> **EXERCISE OBJECTIVE**:
Will you write out the data exactly, excluding every picture?

Location labeling records:

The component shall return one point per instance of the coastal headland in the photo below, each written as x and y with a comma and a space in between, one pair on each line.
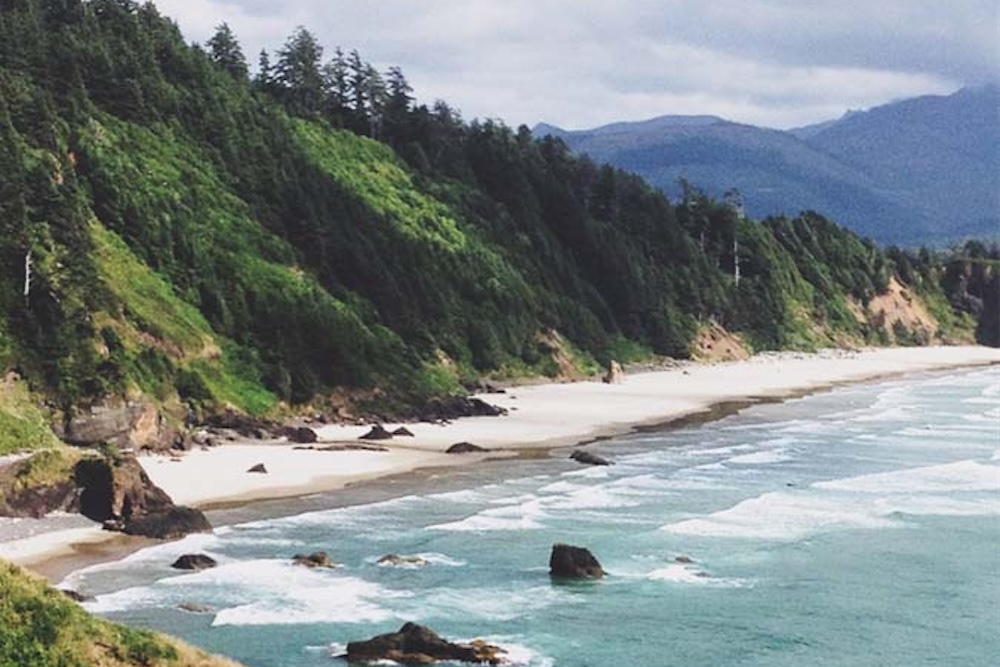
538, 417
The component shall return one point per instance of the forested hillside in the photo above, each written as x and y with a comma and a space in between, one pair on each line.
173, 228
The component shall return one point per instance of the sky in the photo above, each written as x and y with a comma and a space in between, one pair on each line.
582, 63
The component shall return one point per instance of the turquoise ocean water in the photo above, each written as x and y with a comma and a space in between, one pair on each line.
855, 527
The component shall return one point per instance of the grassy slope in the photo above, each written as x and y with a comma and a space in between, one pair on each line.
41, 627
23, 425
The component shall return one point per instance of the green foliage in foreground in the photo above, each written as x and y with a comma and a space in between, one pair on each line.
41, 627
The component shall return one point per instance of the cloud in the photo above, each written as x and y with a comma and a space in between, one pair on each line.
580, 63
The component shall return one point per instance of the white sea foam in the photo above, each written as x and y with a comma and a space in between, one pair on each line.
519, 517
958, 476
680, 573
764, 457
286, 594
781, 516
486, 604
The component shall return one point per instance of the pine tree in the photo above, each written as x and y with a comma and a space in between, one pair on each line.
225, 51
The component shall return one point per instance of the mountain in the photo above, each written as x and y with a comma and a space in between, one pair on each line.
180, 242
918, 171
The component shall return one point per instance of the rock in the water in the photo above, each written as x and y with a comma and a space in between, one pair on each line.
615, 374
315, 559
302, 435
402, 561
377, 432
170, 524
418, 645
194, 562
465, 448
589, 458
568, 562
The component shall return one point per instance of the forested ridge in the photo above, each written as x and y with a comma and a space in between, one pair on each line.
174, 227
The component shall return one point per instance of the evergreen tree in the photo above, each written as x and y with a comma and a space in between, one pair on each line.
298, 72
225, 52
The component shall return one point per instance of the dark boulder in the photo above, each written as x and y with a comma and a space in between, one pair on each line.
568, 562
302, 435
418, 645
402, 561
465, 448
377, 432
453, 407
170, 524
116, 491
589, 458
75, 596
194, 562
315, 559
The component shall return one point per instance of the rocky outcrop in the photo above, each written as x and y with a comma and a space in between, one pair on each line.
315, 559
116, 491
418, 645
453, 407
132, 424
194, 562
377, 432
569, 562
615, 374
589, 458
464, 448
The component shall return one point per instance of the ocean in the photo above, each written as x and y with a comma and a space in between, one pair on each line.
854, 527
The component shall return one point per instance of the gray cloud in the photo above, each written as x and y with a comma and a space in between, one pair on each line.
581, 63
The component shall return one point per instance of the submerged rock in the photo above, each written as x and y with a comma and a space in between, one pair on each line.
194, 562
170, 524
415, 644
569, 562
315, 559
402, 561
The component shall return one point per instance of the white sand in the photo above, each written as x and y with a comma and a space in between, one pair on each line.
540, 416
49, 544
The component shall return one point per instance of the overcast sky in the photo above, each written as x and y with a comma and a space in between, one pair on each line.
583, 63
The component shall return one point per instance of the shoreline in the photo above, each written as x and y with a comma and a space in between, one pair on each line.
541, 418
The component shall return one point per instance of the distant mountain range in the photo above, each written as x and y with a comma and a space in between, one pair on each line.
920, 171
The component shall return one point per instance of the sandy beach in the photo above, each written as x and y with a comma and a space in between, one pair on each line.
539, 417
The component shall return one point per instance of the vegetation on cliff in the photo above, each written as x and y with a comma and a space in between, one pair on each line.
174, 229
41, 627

> **FINISHED ANSWER**:
The component shall return one point per instance of the coastal headland in the photo below, each written as x and y with a comma and a space in between, one pair on each line.
538, 417
The component shall return one point per instance of the forested hillside in the photo above, each written as x and y with a comma and a space in between, one pair on each line.
173, 228
The component shall return one point per instance of the sky in the photo above, each written as x and y with a comma and a space in between, one pair on each line.
582, 63
The component shall return one point per instance of the turquoise ocean water in the photo above, each written as x and y with a comma and a space in between, one pair on each line.
855, 527
The component shall return one point per instance of the grassy slope in the photo above, each written as x and y with a comma and a space in between, one pair on each line.
41, 627
23, 425
The component shall return one point per instance of the green foliage in foreground in the photo above, each written as x and y with a comma and a space in between, one pair on each line.
41, 627
The component shall return one point per instance of the cloud in the photo above, each written as x and y with a comma and a space in between, one pair on each line.
580, 63
The component shall return one point per instance of the white sea foam in the photo above, each written as x and y with a comma and a space in between, one pair on each line.
519, 517
958, 476
680, 573
764, 457
286, 594
781, 516
486, 604
The component shall return one point per instance of the pine tree in the photo above, each written as x and y with a comma and a space in between, one pair on each line.
225, 51
The component shall return one point per instance of the mountain in the photo above, each written as x and y with a comma and a space in between, one pair on each line.
180, 242
918, 171
The component shall return one point per instance of the rock in the water in the photo above, each written as x and y with a comma and a space in between, one pair on each line.
615, 374
315, 559
302, 435
402, 561
377, 432
170, 524
418, 645
194, 562
465, 448
589, 458
568, 562
The component shall return one point per instance of the forested ridge in the photo above, each written as x and y with a comma and a space in between, one pair on each line.
174, 227
The component shall return one point per instance of the evergreen tree in the photo above, each written as x and y with a comma and a space in between, one pair on each line.
298, 72
225, 52
The component shall return one point per instance of the dark boulder in the photo above, each written as x and y with a comma and a space in between, one pair on each line.
568, 562
302, 435
418, 645
402, 561
465, 448
377, 432
453, 407
170, 524
116, 491
589, 458
75, 596
194, 562
315, 559
The component shall return one point per instance of the rocky outcrop in the photo above, each written as x and y with a comma and a space in between, one pair on each line.
315, 559
116, 491
418, 645
453, 407
132, 424
194, 562
377, 432
569, 562
615, 374
589, 458
464, 448
The component shall return one point per instance of the ocean in the photo above, each written as x and y with a comma and a space in between, one pair on each line.
854, 527
The component shall return one point per instance of the gray cloud in the photo above, each written as x and y with a comma and a space in between, one pair on each line.
581, 63
The component shall return one point per instance of the submerged rock in the photo above, each written as x and y with a comma and a space in between, one pair on each line.
194, 562
170, 524
415, 644
569, 562
315, 559
402, 561
The component shall return one point per instance of the white sand in the photo above, each written as x and y with a comma and a space in between, one pair on each line.
540, 416
49, 544
The component shall return one point per instance of the overcast sky in the photo above, each written as x and y with a comma and a space in between, one pair on each line.
583, 63
The component shall return one point per instance of the shoreline in the photo above, each written as x and y with a comma and a space in between, one pair on each line.
541, 418
The component shall return one point per instance of the distant mountain range in the photo above, each written as x and y with a comma and a space in between, one pair on each line.
920, 171
The component shall return one point per instance of the sandy beach in the photo above, each written as x and y with a comma and a space in between, one pair on each line.
539, 417
The component shall return one point per instance of the vegetation on cliff in the photo above, each written as x and y with a comma and a space in between, one pair on each line.
174, 229
41, 627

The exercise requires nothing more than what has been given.